Rewrite the stretch from the line containing "e.g. [(931, 715)]" through the line containing "[(126, 233)]", changing every "white" to "cream" and keeping all else the same. Return only those lines.

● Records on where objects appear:

begin

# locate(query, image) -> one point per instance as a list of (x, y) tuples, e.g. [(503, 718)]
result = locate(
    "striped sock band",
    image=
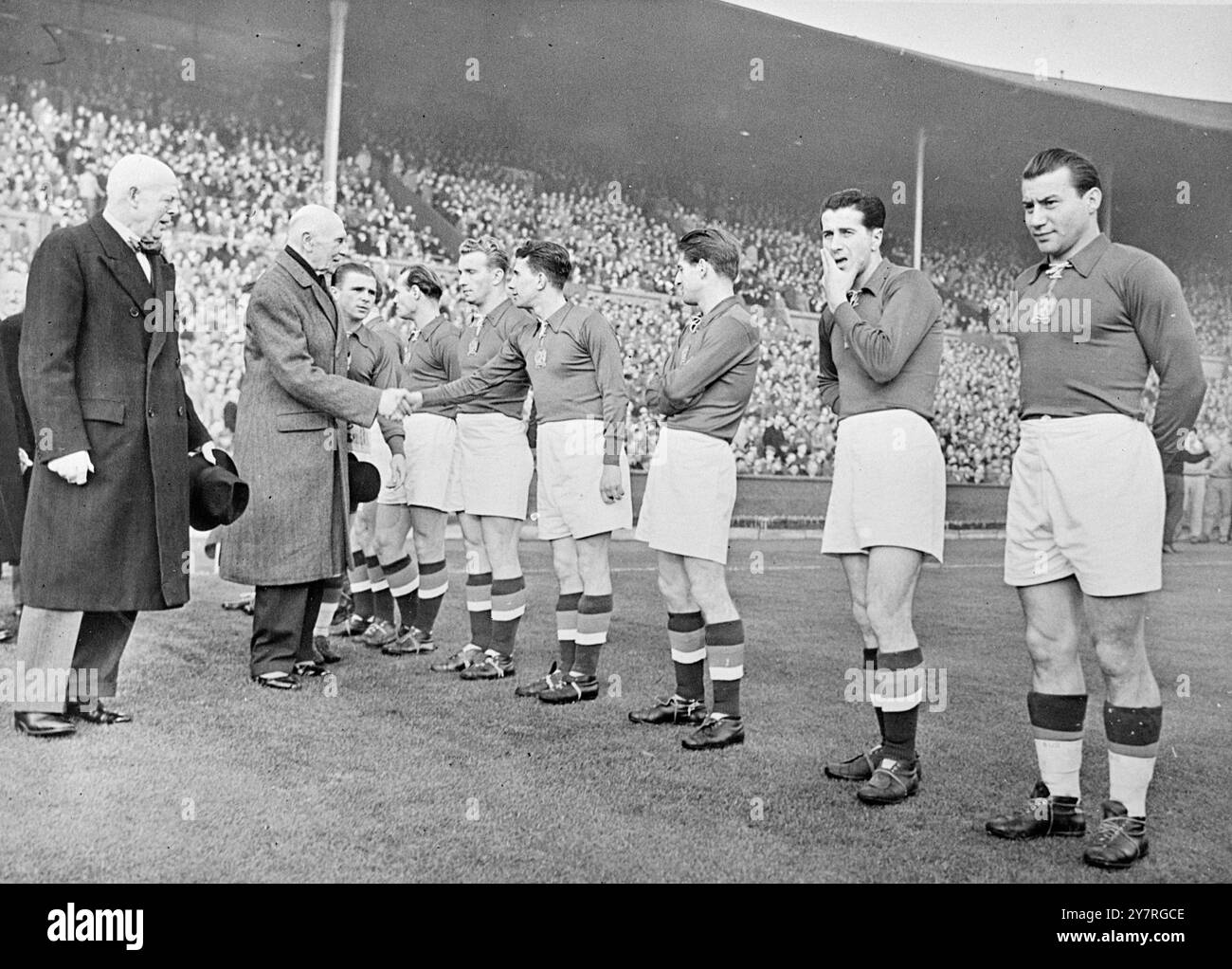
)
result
[(1056, 725), (594, 618), (331, 595), (403, 577), (479, 606), (688, 639), (1132, 742), (567, 628), (899, 685), (361, 587), (508, 606), (382, 602), (434, 581), (725, 652), (870, 662)]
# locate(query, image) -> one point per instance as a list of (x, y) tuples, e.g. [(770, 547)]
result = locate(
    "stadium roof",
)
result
[(653, 87)]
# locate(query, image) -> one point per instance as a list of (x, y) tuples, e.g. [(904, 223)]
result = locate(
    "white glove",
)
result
[(393, 401), (73, 467)]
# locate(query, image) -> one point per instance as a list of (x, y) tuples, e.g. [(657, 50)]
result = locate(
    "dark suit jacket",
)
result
[(97, 378), (295, 401), (13, 433)]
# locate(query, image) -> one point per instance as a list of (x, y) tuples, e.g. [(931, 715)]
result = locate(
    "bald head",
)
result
[(318, 234), (144, 195)]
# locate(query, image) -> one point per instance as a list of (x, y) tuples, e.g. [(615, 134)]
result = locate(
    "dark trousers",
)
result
[(1174, 505), (282, 621), (100, 644)]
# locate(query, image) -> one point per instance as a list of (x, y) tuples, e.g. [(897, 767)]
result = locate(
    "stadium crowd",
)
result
[(245, 171)]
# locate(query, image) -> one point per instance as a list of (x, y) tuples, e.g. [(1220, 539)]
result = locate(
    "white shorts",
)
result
[(497, 465), (888, 485), (434, 465), (1085, 500), (571, 465), (690, 493)]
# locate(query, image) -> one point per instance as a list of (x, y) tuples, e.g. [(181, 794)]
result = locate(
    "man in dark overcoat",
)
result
[(295, 401), (106, 529)]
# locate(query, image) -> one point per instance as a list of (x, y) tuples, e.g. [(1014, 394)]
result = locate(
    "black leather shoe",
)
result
[(715, 733), (44, 725), (674, 709), (855, 768), (891, 783), (320, 644), (459, 661), (278, 681), (553, 681), (98, 715), (571, 690), (1120, 840), (493, 666), (1043, 816)]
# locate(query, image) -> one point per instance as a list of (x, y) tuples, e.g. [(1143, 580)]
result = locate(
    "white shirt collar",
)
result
[(126, 233)]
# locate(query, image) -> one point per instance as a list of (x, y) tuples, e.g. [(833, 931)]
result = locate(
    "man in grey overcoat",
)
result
[(295, 402)]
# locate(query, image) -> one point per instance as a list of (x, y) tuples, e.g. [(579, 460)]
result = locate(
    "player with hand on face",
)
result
[(1084, 524), (686, 510), (879, 347), (497, 468), (575, 369), (431, 488)]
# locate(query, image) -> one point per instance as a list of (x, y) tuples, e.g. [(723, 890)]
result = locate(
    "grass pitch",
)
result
[(395, 773)]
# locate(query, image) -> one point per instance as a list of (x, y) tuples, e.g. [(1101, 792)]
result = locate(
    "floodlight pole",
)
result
[(918, 241), (334, 98)]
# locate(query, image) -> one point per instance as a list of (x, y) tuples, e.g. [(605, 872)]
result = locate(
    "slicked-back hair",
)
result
[(497, 257), (346, 269), (1082, 172), (716, 246), (870, 208), (424, 280), (551, 259)]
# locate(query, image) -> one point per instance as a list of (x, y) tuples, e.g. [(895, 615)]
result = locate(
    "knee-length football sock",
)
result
[(1132, 741), (686, 632), (434, 582), (594, 619), (361, 587), (567, 628), (725, 651), (1058, 725), (479, 607), (508, 607), (403, 578), (900, 688)]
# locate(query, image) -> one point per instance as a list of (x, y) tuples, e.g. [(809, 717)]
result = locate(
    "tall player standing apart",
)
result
[(373, 361), (497, 468), (686, 510), (879, 343), (574, 364), (1084, 522), (432, 485)]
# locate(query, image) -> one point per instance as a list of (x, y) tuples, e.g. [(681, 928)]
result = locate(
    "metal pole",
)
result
[(334, 98), (920, 139)]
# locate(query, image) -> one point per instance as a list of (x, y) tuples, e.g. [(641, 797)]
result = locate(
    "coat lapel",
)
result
[(122, 262), (164, 274), (300, 275)]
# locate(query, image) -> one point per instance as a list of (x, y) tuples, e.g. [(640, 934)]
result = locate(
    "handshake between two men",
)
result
[(395, 402)]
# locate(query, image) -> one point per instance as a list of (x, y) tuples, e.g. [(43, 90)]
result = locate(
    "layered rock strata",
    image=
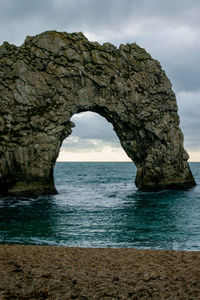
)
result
[(55, 75)]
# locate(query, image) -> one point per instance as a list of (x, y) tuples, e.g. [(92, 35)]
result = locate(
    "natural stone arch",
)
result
[(54, 75)]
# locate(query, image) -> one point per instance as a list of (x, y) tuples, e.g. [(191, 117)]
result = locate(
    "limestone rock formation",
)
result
[(54, 75)]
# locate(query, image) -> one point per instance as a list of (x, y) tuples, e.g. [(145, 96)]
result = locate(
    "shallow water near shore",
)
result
[(98, 205)]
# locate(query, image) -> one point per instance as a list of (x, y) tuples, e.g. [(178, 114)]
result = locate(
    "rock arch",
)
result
[(54, 75)]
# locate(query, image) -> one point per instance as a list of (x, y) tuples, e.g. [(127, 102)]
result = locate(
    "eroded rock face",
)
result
[(54, 75)]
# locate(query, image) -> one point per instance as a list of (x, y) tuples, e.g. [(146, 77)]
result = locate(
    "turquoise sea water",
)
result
[(98, 205)]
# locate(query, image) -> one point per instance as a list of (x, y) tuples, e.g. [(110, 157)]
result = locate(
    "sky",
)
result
[(168, 30)]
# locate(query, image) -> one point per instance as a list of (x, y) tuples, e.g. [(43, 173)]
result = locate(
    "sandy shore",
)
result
[(46, 272)]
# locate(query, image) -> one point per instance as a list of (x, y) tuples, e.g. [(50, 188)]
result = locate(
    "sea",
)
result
[(98, 205)]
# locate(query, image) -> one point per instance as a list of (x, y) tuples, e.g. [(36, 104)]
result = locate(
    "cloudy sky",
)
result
[(168, 30)]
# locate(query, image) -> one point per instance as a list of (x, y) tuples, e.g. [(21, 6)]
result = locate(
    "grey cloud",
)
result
[(92, 132), (189, 111), (93, 126), (77, 144)]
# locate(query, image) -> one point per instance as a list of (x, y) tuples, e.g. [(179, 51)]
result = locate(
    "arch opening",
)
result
[(92, 139)]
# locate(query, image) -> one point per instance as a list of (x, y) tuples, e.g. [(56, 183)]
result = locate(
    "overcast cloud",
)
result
[(168, 30)]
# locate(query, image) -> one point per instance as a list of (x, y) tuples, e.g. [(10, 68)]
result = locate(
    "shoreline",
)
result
[(60, 272)]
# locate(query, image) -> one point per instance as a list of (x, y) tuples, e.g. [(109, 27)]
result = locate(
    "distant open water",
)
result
[(98, 205)]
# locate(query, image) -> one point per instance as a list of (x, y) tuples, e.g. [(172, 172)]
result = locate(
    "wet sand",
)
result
[(47, 272)]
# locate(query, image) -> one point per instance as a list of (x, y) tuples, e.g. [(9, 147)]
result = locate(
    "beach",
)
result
[(49, 272)]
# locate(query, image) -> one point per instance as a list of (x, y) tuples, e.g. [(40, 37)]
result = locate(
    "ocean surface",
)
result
[(98, 205)]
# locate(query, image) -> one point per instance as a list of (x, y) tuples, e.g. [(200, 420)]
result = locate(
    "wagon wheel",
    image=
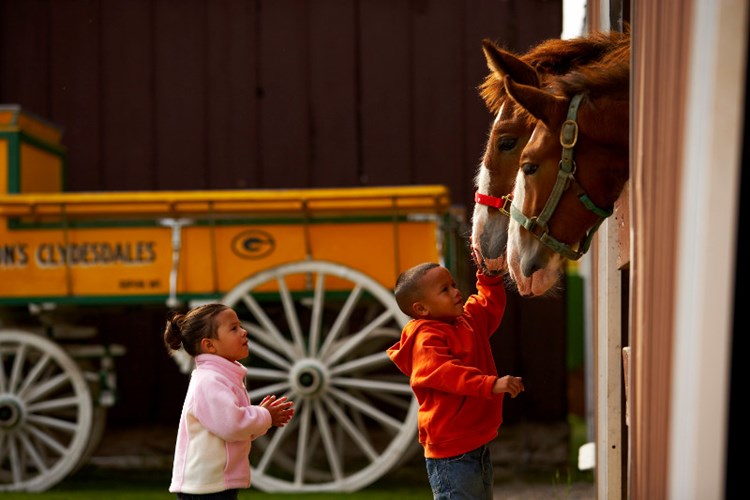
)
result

end

● Response to this task:
# locate(query, image) -> one point per instance as a list of (x, y) tuples, e.g. [(931, 715)]
result = locate(
    "bald head",
)
result
[(318, 234), (144, 195)]
# locate(query, image) -> one point per instance as a list of (x, y) tuples, e.g. [(615, 134)]
result = locate(
    "dark trousers",
)
result
[(1174, 505), (282, 621), (100, 644)]
# locate(query, image) -> one point per instance as a list of (x, y) tuples, e.g. [(897, 767)]
result = locate(
    "stadium crowd",
)
result
[(245, 171)]
# locate(query, image) -> one point per instance as a list of (x, y) tuples, e.g. [(1220, 539)]
result = locate(
    "cream shorts",
)
result
[(497, 465), (888, 485), (434, 465), (1085, 500), (571, 465), (690, 493)]
# locate(query, image) -> one point per instance as a list of (x, y) tuples, e.g. [(181, 794)]
result = locate(
    "man in dark overcoat",
)
result
[(295, 401), (106, 529)]
# locate(query, image) -> one point per instance as a list of (x, y) tuples, e.g. [(1014, 394)]
result = locate(
    "black leather shoe",
)
result
[(715, 733), (44, 725), (674, 709), (855, 768), (891, 783), (320, 644), (459, 661), (278, 681), (553, 681), (98, 715), (571, 690), (1120, 840), (493, 666), (1043, 816)]
# locate(query, image) -> one point per instance as a list of (x, y) tuples, e.g. [(1143, 580)]
result = locate(
    "cream shirt collar",
)
result
[(126, 233)]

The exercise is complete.